> TEXTO FUENTE:
A pesar del tiempo
El regreso a las personas que amamos después de tanto tiempo está siendo tan hermoso que siento que la vida perdida ha sido solo un impulso


Salgo del túnel de la M-30. Son las nueve y media de la noche y la luz que suele cegarme por las mañanas hoy me recibe de ese color que solo tiene el cielo de Madrid: naranja intenso, tan intenso que mancha, que se extiende como la niebla por los ojos o el agua frente a la sed, pero no pesa ni tampoco ahoga. Es tan breve que es imposible adivinar de dónde viene.
Soy incapaz de contabilizar los kilómetros que me he hecho los últimos días entre Madrid y Segovia. He podido volver a mi familia, porque para mí ellos son un lugar, un sitio al que regresar. Me sé de memoria el camino, la curva pronunciada de la salida 23, la oscuridad del túnel que nos separa, los cuatro grados de diferencia entre una ciudad y otra, el importe del peaje de la autopista y de la nacional, el perfil exacto de La Mujer Muerta y cuántas canciones me da tiempo a escuchar durante el trayecto. Conozco las vías de servicio, los atascos infinitos de los domingos, esa pendiente en la que no hay que soltar el freno, dónde se esconden los controles de velocidad. Me gusta conducir porque el paisaje, aunque cambia, siempre es el mismo, y siento predilección por las cosas que se mantienen iguales a pesar del tiempo.
Para mí nada es normal si no puedo abrazar a mis abuelos, pero si algo debemos aprender es a valorar lo que tenemos por encima de lo que necesitamos
El regreso a las personas que amamos después de tanto tiempo está siendo tan hermoso que siento que la vida perdida ha sido solo un impulso. No quiero llamarle a esto nueva normalidad porque para mí nada es normal si no puedo abrazar a mis abuelos, pero si algo debemos aprender es a valorar lo que tenemos por encima de lo que necesitamos. No es conformismo: es aceptación, uno de los actos que más calma me produce.

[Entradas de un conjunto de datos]
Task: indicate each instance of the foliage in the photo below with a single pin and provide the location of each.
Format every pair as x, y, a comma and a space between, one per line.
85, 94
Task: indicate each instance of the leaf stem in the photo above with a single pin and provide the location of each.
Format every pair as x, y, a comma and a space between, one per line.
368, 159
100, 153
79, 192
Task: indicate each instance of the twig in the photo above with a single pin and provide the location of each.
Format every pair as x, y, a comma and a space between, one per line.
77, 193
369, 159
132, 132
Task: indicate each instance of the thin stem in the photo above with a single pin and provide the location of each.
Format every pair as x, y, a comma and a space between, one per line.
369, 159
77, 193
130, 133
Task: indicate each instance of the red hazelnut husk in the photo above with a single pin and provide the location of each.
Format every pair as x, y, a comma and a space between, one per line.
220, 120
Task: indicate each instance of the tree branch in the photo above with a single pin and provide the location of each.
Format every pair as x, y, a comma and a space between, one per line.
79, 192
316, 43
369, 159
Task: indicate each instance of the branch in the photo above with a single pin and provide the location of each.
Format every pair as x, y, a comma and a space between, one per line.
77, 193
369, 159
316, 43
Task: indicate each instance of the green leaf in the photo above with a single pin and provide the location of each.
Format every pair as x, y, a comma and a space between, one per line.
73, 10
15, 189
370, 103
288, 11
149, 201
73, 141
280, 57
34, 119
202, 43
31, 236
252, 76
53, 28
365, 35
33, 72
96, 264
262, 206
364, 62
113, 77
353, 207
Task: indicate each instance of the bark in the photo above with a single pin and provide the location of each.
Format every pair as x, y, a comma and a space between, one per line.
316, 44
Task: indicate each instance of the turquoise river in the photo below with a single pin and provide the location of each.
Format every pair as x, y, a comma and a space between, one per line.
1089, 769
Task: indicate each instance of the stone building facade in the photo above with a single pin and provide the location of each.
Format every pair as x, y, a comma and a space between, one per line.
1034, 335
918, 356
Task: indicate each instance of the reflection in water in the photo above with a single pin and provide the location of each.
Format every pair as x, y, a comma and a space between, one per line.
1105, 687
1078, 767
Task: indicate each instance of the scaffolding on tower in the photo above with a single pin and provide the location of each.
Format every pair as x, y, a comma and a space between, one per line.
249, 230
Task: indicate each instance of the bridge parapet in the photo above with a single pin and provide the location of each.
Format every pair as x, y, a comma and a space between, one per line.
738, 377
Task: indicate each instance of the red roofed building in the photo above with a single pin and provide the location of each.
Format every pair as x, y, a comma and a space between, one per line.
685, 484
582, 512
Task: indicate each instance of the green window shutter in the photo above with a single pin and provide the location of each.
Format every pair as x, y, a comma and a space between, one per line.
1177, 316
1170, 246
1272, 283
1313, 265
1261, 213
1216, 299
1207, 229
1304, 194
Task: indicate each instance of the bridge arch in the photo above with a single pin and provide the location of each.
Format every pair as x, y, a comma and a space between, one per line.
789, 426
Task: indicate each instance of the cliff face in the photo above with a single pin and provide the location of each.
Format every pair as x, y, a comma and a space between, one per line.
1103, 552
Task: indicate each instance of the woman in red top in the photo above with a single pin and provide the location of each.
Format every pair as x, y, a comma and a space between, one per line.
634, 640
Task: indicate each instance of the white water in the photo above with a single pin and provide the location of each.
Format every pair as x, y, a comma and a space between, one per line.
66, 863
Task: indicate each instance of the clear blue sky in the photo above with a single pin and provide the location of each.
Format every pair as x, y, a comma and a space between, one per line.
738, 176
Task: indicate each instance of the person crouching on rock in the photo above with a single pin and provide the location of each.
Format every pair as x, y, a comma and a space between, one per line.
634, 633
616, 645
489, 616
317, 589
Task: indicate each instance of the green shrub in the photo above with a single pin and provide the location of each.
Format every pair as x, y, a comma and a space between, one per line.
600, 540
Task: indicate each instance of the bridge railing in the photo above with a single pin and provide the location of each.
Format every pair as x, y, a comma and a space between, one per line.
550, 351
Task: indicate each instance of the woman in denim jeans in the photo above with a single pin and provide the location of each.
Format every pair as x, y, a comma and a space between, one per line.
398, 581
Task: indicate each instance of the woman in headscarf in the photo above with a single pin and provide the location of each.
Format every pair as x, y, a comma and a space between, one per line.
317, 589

> ENUNCIADO: Reproduce sin cambios el fragmento del texto sobre los trayectos entre Madrid y Segovia que empieza con "Soy incapaz de" y sigue hasta "pesar del tiempo.".

> RESPUESTA:
Soy incapaz de contabilizar los kilómetros que me he hecho los últimos días entre Madrid y Segovia. He podido volver a mi familia, porque para mí ellos son un lugar, un sitio al que regresar. Me sé de memoria el camino, la curva pronunciada de la salida 23, la oscuridad del túnel que nos separa, los cuatro grados de diferencia entre una ciudad y otra, el importe del peaje de la autopista y de la nacional, el perfil exacto de La Mujer Muerta y cuántas canciones me da tiempo a escuchar durante el trayecto. Conozco las vías de servicio, los atascos infinitos de los domingos, esa pendiente en la que no hay que soltar el freno, dónde se esconden los controles de velocidad. Me gusta conducir porque el paisaje, aunque cambia, siempre es el mismo, y siento predilección por las cosas que se mantienen iguales a pesar del tiempo.